[Stored entries]
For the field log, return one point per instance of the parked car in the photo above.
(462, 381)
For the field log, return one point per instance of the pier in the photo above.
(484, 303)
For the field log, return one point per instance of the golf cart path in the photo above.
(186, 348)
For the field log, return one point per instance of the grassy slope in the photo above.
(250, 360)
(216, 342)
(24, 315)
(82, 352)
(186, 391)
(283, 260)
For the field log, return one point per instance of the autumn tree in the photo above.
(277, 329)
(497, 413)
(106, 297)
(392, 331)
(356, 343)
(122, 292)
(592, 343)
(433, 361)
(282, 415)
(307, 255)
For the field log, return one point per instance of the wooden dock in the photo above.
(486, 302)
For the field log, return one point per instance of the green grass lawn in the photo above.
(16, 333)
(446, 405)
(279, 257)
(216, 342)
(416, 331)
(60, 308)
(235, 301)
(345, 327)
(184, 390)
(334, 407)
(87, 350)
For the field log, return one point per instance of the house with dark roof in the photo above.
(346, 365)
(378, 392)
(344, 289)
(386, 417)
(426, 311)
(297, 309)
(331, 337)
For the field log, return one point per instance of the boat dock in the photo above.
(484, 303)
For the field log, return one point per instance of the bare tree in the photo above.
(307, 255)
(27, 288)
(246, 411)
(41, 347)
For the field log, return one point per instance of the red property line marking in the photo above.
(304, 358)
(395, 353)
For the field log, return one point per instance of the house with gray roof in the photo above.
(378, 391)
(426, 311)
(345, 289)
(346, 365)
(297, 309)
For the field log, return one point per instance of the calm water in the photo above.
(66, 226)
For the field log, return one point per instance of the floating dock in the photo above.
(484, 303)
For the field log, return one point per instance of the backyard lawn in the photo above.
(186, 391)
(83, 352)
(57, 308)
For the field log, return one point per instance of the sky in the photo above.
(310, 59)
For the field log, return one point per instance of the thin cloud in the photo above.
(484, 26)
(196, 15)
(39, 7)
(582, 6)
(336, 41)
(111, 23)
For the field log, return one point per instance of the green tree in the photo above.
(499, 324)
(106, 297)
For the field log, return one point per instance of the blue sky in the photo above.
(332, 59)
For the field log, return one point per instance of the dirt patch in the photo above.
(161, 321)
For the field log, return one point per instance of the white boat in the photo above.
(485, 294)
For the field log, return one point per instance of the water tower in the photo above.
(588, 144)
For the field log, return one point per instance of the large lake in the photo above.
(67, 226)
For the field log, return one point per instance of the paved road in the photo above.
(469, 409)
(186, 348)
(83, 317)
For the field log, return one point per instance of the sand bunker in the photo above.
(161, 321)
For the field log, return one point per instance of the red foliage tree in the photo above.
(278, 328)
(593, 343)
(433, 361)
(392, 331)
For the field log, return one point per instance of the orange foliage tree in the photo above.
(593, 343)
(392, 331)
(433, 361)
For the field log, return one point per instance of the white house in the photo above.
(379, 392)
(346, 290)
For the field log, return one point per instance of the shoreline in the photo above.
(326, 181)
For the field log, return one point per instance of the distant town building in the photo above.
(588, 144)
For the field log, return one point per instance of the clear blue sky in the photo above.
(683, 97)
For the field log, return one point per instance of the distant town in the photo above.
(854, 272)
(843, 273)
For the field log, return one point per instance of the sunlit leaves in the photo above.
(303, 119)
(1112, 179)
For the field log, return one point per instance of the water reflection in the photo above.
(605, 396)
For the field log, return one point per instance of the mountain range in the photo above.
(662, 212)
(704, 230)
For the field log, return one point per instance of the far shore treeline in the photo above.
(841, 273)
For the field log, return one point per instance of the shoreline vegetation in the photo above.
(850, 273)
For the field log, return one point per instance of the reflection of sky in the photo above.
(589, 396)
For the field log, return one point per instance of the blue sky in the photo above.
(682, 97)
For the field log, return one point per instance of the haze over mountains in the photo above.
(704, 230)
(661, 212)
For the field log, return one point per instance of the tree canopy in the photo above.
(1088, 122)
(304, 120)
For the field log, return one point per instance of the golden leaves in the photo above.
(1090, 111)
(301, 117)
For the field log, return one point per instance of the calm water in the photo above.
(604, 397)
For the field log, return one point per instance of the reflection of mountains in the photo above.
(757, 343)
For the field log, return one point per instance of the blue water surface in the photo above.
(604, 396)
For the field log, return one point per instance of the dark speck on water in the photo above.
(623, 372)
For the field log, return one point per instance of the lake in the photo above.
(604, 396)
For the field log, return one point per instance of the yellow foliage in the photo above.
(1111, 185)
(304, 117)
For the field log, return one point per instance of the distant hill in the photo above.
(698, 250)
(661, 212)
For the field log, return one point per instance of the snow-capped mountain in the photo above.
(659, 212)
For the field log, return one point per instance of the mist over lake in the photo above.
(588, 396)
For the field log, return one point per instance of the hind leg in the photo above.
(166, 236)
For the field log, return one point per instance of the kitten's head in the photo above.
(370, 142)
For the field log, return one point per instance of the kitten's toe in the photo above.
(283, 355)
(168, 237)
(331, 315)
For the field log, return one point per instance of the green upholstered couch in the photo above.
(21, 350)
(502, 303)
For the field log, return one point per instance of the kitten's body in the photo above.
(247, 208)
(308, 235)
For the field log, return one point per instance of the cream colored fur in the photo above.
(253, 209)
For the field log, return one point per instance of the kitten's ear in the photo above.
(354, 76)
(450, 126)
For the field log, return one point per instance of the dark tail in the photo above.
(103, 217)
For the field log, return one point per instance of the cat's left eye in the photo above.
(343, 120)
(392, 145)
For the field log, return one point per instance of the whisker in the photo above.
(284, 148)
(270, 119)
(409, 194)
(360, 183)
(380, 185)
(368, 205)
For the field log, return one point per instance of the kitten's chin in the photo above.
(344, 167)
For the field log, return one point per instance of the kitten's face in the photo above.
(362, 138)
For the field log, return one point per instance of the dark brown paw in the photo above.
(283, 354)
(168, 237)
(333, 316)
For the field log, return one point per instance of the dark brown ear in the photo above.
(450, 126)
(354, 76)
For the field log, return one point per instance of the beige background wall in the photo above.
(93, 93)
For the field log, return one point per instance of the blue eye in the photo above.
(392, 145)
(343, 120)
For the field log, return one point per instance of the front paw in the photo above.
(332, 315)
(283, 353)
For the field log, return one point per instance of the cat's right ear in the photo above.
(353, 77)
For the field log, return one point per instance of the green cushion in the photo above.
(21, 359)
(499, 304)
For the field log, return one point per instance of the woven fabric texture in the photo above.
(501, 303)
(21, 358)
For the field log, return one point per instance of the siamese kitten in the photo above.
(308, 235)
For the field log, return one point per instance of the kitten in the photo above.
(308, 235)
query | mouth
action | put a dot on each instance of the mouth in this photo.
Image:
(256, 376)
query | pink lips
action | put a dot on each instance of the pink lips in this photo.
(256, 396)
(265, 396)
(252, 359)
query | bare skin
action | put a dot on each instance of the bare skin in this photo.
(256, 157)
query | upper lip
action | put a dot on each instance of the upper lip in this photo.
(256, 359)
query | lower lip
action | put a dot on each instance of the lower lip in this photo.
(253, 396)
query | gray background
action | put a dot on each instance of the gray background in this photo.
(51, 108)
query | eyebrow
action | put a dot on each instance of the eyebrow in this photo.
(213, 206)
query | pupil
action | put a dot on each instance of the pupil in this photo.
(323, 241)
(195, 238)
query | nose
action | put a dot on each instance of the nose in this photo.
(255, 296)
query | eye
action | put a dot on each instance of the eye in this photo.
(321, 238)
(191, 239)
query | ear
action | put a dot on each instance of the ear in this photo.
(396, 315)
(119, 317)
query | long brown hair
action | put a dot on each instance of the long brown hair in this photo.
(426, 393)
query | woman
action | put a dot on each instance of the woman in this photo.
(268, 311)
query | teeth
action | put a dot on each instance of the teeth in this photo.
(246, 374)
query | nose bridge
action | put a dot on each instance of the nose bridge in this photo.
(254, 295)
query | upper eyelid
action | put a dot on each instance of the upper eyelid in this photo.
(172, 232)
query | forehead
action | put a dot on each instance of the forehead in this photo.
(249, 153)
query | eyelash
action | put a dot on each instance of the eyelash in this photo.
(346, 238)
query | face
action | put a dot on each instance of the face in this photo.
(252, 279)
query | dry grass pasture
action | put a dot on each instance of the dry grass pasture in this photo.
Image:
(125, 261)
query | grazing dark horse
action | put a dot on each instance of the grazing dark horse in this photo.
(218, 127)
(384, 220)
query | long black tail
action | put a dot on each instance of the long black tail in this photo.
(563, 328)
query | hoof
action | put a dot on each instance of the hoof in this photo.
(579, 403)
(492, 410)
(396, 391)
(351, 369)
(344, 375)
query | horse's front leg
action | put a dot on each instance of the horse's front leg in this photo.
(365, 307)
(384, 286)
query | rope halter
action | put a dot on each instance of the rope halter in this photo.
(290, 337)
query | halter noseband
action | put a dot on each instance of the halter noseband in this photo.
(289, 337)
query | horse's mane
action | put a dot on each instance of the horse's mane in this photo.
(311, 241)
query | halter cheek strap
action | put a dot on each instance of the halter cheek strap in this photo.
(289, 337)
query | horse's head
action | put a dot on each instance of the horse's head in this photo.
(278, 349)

__WHAT IS EXPECTED__
Retype exactly the lines of the data above that fall between the line with "query | long brown hair" and the line with "query | dry grass pasture", inclusive, and add nothing.

__SOLUTION FOR THIS PROBLEM__
query | long brown hair
action | put a dot on each instance of the long brown hair in this photo.
(426, 393)
query | woman
action | put a dot on each instance of the woman in this photo.
(268, 311)
query | teeth
action | put a dot on each instance of the teeth in this photo.
(246, 374)
query | nose bridge
action | put a dot on each instance of the nose bridge in this photo.
(254, 295)
query | upper eyelid
action | put a dot on each instance of the upper eyelid in this photo.
(172, 232)
query | forehead
action | put a dot on each instance of the forehead in this photo.
(249, 153)
query | eyelash
action | put a dot on each instance of the eyelash in this photo.
(346, 238)
query | face
action | put a dot on each instance of the face in this photo.
(252, 279)
query | dry grass pasture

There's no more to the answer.